[BEGIN DOCUMENT PASSAGE]
UNITED STATES OF AMERICA, PLAINTIFF,
v.
MICROSOFT CORPORATION, DEFENDANT.



The opinion of the court was delivered by: Colleen Kollar-kotelly United States District Judge

MEMORANDUM OPINION AND ORDER

This case comes before the Court upon the filing of two motions by the Computer & Communications Industry Association (CCIA). Both motions seek leave to intervene or, in the alternative, to participate in the above-captioned case as amicus curiae. CCIA brings its motions pursuant to 15 U.S.C. § 16(f) and/or Rule 24(b)(1) of the Federal Rules of Civil Procedure. In its initial motion, CCIA sought to intervene for the purpose of responding to the parties' February 8, 2002, joint status report. In its more recent motion, CCIA seeks to intervene in a limited capacity so that it may participate in the judicial proceeding being conducted by this Court pursuant to 15 U.S.C. § 16(e) and (f) (hereinafter referred to as "the Tunney Act proceeding").

The purpose of the Tunney Act proceeding is to assist the Court in determining whether the "Revised Proposed Final Judgment" (RPFJ) submitted by the United States and Microsoft Corporation in the above captioned matter is "in the public interest." 15 U.S.C. § 16(e) and (f). In the alternative, CCIA requests leave to appear as amicus curiae. After reviewing CCIA's motions, United States' and Microsoft's oppositions thereto, and the relevant case law, the Court shall deny CCIA's motions to intervene. The Court, however, will permit CCIA participate in a limited role as amicus curiae.

CCIA describes itself as "an association of computer, communications, Internet and technology companies that range from small entrepreneurial firms to some of the largest members of the industry." Mot. to Intervene filed on February 8, 2002, at 1. According to CCIA, its members include "equipment manufacturers, software developers, providers of electronic commerce, networking, telecommunications and on-line services, resellers, systems integrators, and third-party vendors." Id. at 1-2. CCIA submitted a 93-page comment on the RPFJ to the Department of Justice on January 28, 2002. Id. at 2. This comment was accompanied by an "economic analysis of the RPFJ." Id. CCIA's comments have since been submitted to this Court with a group of approximately 47 "major" comments. In accordance with 15 U.S.C. § 16(f)(4), the Court will review the comments submitted pursuant to 15 U.S.C. § 16(b) and accord them appropriate weight in conjunction with the public interest determination.
[END DOCUMENT PASSAGE]
[BEGIN RAW RECORDS]
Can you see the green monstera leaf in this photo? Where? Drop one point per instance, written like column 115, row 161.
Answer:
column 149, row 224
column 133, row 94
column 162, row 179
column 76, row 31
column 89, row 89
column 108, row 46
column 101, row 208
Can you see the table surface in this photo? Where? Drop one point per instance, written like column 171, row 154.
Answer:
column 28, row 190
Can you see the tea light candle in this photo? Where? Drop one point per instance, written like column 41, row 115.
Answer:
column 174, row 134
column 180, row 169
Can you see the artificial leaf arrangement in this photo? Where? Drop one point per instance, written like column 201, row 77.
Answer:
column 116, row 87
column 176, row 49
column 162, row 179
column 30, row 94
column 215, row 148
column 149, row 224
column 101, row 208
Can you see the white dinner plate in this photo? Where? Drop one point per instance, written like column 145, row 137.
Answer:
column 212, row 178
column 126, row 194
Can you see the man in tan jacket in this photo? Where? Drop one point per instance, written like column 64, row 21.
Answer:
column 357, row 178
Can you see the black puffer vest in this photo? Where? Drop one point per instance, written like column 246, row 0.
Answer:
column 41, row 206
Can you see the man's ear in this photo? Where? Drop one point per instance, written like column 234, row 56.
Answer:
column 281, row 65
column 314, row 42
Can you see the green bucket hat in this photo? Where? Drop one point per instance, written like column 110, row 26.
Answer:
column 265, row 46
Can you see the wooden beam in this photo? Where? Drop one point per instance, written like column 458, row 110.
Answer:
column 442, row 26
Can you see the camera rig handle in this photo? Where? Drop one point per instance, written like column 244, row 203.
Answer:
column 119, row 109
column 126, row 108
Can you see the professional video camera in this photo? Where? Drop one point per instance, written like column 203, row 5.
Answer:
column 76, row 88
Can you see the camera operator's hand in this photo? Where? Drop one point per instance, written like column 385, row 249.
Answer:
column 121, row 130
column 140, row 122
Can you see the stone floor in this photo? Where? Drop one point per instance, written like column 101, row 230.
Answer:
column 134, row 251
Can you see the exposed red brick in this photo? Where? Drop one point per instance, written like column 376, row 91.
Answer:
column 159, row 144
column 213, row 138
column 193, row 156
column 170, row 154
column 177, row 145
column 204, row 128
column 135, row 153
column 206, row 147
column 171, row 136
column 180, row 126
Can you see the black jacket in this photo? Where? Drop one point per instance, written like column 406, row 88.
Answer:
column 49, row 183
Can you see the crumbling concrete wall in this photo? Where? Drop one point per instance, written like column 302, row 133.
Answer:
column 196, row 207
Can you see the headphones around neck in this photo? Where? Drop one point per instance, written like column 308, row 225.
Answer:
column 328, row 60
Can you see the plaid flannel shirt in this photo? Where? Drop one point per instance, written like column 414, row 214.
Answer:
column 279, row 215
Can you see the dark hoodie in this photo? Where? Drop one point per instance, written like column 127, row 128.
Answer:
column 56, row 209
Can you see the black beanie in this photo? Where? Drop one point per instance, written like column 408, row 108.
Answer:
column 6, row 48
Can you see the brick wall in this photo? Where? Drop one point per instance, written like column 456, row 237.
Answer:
[END RAW RECORDS]
OBJECTIVES
a – In the memorandum opinion, on what date did CCIA submit its 93-page comment on the RPFJ to the Department of Justice?
b – Pick up the memorandum opinion on the CCIA motions after its last sentence and continue it.
The data has no role in any of this.

IN RESPONSE
a – January 28, 2002.

b –
On February 8, 2002, CCIA submitted a motion to intervene (Motion I) which sought intervention or amicus curiae status for the purpose of responding to the February 8, 2002, joint status report filed with the Court by Microsoft and the United States. On February 19, 2002, CCIA submitted a second motion to intervene (Motion II), seeking intervention or status as amicus curiae so that it could participate in the upcoming Tunney Act proceeding. In Motion II, CCIA acknowledged that most of Motion I had been rendered moot by subsequent proceedings. CCIA Mot. II at 2. Accordingly, the Court's ensuing analysis shall focus primarily upon CCIA's more recent motion.

CCIA seeks to intervene, or at least participate as amicus curiae, in the Tunney Act proceeding before this Court to "assist" the Court in its determination regarding whether entry of the RPFJ proposed by the United States and Microsoft is in the public interest. CCIA moves for intervention "to participate in the Tunney Act hearing and all further proceedings aimed at addressing the RPFJ." Id. at 3. In this regard, CCIA specifically requests leave to present argument at the Tunney Act hearing to represent industry opposition to the RPFJ. Id.

As noted above, CCIA brings its latest motion pursuant to Federal Rule of Civil Procedure 24(b)(1) and 15 U.S.C. § 16(f). *fn1 Id. at 1. In support of this motion, CCIA properly points the Court to the Tunney Act provision which allows a court, in making its determination of the public interest, to authorize full or limited participation in proceedings before the court by interested persons or agencies, including appearance amicus curiae, intervention as a party pursuant to the Federal Rules of Civil Procedure, . . . or participation in any other manner or extent which serves the public interest as the court may deem appropriate. 15 U.S.C. § 16(f)(3).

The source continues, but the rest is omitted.